Pero eso sí, nuestras ciudades baten récords de emisión de CO2, a pesar de los centros de revisiones técnicas de vehículos. Sólo en Lima fallecen cada año 15 mil personas por efecto de la contaminación del aire. En costa, sierra y selva campea la minería y la tala ilegal, y se deforestan cada año 150 mil hectáreas de bosques. Los esfuerzos de reforestación son prácticamente nulos y ya hay acumuladas 10 millones de hectáreas de bosques deforestados.
El Perú se ha comprometido internacionalmente a reducir en 30% sus emisiones respecto al crecimiento anual proyectado hacia 2030, así como a promover la inversión privada orientada a mejorar la resiliencia climática.

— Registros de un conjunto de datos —
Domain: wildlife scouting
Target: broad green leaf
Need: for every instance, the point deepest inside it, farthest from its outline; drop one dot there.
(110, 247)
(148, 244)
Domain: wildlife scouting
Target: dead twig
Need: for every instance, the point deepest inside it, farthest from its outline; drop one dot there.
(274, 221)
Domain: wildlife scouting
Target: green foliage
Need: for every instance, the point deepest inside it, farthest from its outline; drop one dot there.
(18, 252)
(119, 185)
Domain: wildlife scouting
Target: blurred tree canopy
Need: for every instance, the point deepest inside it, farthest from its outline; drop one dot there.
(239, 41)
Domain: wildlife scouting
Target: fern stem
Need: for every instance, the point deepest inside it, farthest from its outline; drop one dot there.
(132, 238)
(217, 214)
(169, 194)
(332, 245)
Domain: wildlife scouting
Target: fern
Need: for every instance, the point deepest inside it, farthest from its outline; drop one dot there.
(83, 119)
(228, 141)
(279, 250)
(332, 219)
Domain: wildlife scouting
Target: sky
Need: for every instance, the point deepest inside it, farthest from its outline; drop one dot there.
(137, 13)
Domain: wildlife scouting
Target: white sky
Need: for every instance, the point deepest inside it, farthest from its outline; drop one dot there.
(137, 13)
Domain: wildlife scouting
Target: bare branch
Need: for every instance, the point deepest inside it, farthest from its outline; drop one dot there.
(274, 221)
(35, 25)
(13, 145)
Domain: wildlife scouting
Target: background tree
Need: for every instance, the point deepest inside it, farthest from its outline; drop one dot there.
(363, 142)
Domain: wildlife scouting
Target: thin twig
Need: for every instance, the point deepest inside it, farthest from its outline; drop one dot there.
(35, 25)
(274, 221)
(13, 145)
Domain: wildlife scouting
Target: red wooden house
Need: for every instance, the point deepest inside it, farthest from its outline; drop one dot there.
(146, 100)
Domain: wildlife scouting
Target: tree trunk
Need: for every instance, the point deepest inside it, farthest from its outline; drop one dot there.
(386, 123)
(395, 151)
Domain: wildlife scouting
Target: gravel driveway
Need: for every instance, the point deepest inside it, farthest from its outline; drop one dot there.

— Qué se pide —
Cita tal cual el pasaje del texto sobre el medio ambiente en el Perú que va desde "Pero eso sí, nuestras" hasta "la resiliencia climática.", ambos incluidos. Los registros no tienen nada que ver con esto.

— Respuesta al ejercicio —
Pero eso sí, nuestras ciudades baten récords de emisión de CO2, a pesar de los centros de revisiones técnicas de vehículos. Sólo en Lima fallecen cada año 15 mil personas por efecto de la contaminación del aire. En costa, sierra y selva campea la minería y la tala ilegal, y se deforestan cada año 150 mil hectáreas de bosques. Los esfuerzos de reforestación son prácticamente nulos y ya hay acumuladas 10 millones de hectáreas de bosques deforestados.
El Perú se ha comprometido internacionalmente a reducir en 30% sus emisiones respecto al crecimiento anual proyectado hacia 2030, así como a promover la inversión privada orientada a mejorar la resiliencia climática.